● **Problem requirements**
Count the lines of the material that follows that contain the word "below". Give only the number.

● **Supplied material**
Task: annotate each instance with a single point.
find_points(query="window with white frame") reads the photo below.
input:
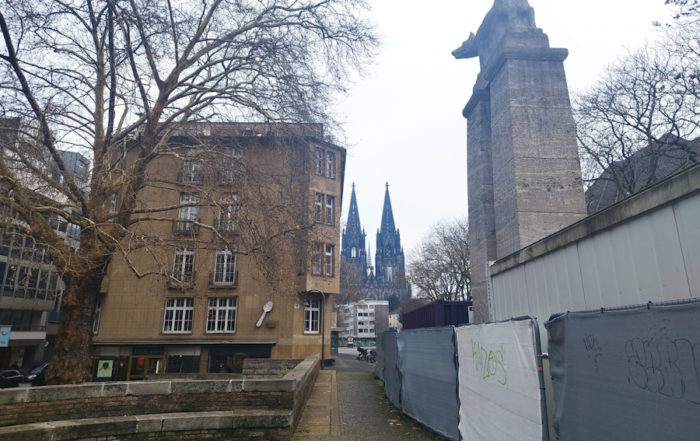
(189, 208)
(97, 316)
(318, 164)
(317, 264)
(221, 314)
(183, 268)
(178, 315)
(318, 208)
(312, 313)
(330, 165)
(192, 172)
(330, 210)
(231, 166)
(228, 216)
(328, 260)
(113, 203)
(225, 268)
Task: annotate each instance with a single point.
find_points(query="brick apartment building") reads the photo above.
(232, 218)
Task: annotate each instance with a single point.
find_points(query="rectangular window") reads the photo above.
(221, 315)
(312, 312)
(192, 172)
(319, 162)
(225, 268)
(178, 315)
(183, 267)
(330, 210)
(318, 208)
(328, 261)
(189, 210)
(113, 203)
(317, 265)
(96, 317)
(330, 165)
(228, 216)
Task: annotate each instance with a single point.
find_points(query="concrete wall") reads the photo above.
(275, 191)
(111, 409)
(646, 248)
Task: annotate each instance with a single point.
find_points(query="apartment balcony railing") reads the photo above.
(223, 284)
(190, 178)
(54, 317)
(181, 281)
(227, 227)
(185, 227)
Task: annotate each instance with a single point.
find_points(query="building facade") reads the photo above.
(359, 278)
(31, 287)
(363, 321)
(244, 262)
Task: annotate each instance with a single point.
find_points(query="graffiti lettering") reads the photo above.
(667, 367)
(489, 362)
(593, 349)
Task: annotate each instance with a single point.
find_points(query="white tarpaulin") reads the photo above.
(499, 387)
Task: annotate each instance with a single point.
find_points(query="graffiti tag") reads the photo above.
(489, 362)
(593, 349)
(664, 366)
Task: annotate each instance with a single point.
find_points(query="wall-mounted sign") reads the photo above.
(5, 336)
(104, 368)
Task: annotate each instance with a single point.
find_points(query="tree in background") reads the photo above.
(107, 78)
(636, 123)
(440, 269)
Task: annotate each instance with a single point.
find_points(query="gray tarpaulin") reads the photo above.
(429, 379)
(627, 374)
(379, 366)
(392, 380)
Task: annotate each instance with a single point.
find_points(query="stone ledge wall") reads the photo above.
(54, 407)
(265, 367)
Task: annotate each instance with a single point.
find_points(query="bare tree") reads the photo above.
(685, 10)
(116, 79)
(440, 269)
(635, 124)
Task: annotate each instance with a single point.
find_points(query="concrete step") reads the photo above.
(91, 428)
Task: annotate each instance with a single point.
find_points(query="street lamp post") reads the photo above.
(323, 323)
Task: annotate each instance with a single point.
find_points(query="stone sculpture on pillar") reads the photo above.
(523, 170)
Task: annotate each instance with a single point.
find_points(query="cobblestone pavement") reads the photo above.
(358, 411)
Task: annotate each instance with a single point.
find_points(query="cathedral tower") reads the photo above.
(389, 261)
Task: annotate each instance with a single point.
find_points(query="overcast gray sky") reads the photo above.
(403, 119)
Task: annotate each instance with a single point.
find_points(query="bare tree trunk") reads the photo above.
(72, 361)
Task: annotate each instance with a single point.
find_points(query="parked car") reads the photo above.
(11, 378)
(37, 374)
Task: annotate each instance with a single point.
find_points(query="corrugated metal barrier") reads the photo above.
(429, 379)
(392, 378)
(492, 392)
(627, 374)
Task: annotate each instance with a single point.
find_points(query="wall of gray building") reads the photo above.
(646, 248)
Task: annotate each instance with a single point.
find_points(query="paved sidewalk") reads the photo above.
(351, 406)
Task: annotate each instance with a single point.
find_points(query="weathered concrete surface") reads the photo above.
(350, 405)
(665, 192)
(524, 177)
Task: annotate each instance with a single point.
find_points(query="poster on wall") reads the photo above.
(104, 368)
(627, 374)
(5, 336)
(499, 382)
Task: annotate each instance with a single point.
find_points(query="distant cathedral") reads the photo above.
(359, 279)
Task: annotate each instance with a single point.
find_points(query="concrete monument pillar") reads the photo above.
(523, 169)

* * *

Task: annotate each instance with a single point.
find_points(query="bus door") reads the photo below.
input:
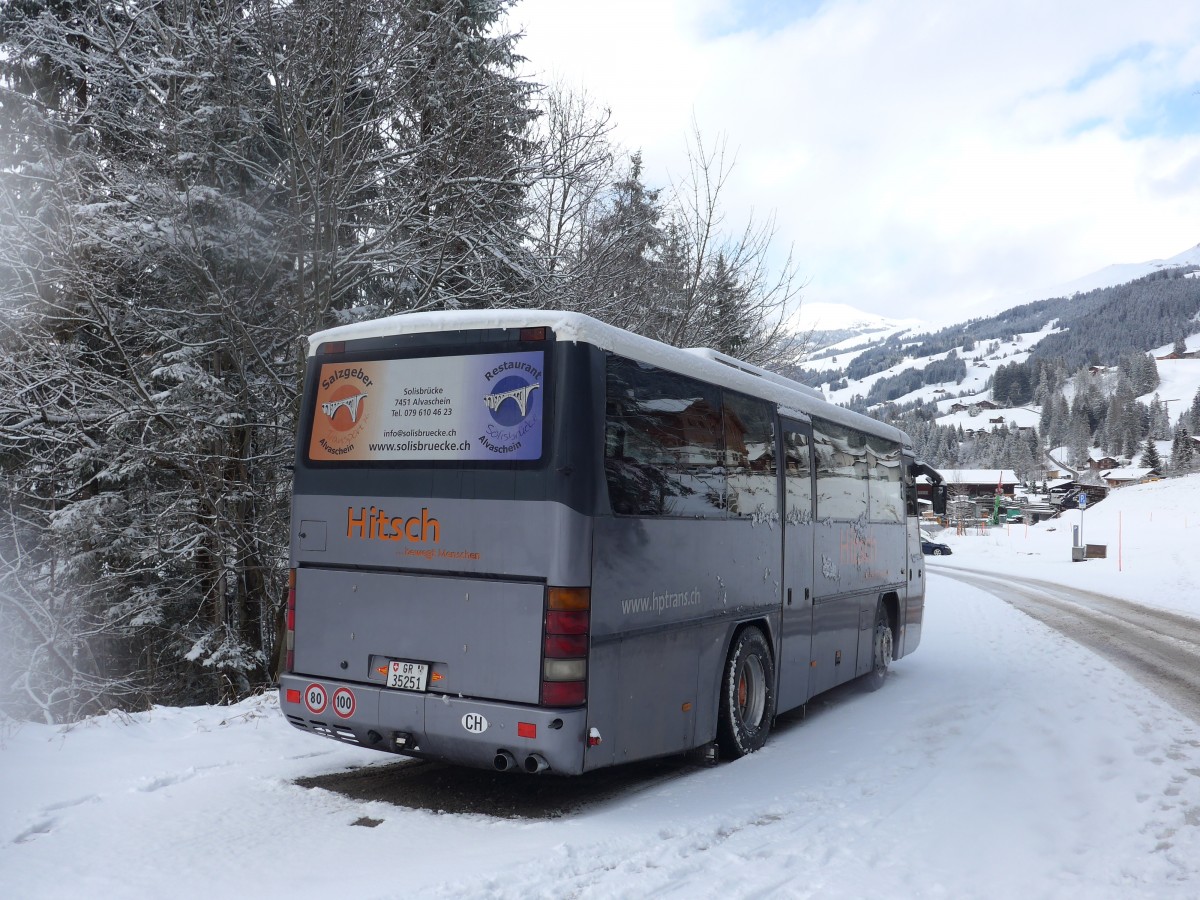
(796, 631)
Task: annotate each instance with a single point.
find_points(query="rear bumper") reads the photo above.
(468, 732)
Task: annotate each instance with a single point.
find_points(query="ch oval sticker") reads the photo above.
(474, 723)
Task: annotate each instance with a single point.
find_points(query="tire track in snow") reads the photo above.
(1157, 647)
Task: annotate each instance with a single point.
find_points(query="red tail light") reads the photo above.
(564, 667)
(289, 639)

● **Exercise answer**
2